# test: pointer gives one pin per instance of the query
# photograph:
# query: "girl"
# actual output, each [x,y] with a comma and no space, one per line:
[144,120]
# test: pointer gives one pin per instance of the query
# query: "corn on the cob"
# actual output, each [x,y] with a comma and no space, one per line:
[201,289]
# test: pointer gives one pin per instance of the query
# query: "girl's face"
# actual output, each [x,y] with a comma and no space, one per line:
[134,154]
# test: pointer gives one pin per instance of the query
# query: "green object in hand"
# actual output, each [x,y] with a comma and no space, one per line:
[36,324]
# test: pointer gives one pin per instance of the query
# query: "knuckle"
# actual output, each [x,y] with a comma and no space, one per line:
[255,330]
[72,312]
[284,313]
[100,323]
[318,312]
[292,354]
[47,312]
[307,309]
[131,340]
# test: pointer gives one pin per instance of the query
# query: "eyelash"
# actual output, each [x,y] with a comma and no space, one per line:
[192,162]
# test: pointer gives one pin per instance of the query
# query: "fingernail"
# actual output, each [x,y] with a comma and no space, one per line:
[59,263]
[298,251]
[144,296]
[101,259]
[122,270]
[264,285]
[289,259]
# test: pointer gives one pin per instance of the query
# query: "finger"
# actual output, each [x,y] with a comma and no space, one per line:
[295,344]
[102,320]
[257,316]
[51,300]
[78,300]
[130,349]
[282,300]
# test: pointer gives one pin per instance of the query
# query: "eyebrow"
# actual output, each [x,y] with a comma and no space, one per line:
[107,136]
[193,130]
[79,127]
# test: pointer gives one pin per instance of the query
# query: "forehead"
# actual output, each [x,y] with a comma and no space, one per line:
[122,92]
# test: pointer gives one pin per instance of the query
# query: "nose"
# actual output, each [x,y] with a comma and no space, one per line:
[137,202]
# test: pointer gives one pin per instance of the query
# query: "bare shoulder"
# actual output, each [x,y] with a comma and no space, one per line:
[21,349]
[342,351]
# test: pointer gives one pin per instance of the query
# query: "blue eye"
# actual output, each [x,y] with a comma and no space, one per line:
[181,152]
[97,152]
_ _ _ _ _
◆ **TASK GOAL**
All the entries are to be set down exactly as they appear.

◆ **ANSWER FOR THE TASK**
# test: pointer gives one pin per instance of the query
# photograph:
# query: "girl"
# actual output, each [x,y] with a comma and no space, one per line:
[144,120]
# test: pointer gives one pin per instance of the query
# query: "corn on the cob"
# actual output, each [x,y] with a comma and no space, one per line:
[201,289]
# test: pointer gives one pin per instance of the query
# query: "girl's face"
# actual output, each [x,y] with a comma and no space, one per line:
[134,154]
# test: pointer gives one pin per instance of the query
# query: "green object in hand"
# actual output, each [x,y] with a comma and no space, one per line:
[36,324]
# test: pointer gives one pin per instance of the query
# query: "knuckle"
# actual output, each [x,y] with a comma and no space, one per line:
[255,330]
[72,312]
[284,313]
[100,323]
[318,312]
[292,354]
[47,312]
[307,309]
[131,340]
# test: pointer gives one pin per instance of the query
# query: "eyelash"
# actual output, each [x,y] with a comma and no space, one per line:
[192,162]
# test: pointer gives one pin per instance of the query
# query: "fingernail"
# actual output, each [x,y] with a comma and no space, one per line:
[59,263]
[298,251]
[144,296]
[101,259]
[122,270]
[264,285]
[289,259]
# test: pointer gives one pin per instance of the query
# query: "finger"
# actual output, each [x,y] with a comma and no space, one per line:
[295,344]
[102,320]
[257,316]
[51,300]
[78,300]
[130,349]
[282,300]
# test: pointer gives one pin per instance of the query
# query: "eyebrow"
# actual output, each [x,y] with a comma and no space, one per line:
[107,136]
[193,130]
[79,127]
# test: pointer gives one pin per instance of the query
# query: "forehead"
# actual output, each [x,y] with a comma and no space, one per line:
[122,92]
# test: pointer gives one pin per instance of the query
# query: "nose"
# actual output, each [x,y] with a comma and no space, one per line:
[137,202]
# test: pointer gives one pin per instance of the query
# query: "bare shoulder"
# actual output, each [x,y] with a comma and no space, one per line:
[21,349]
[342,351]
# test: pointer gives one pin per instance of the query
# query: "blue eye"
# actual output, each [x,y] with a comma and no space, one per line:
[181,152]
[97,152]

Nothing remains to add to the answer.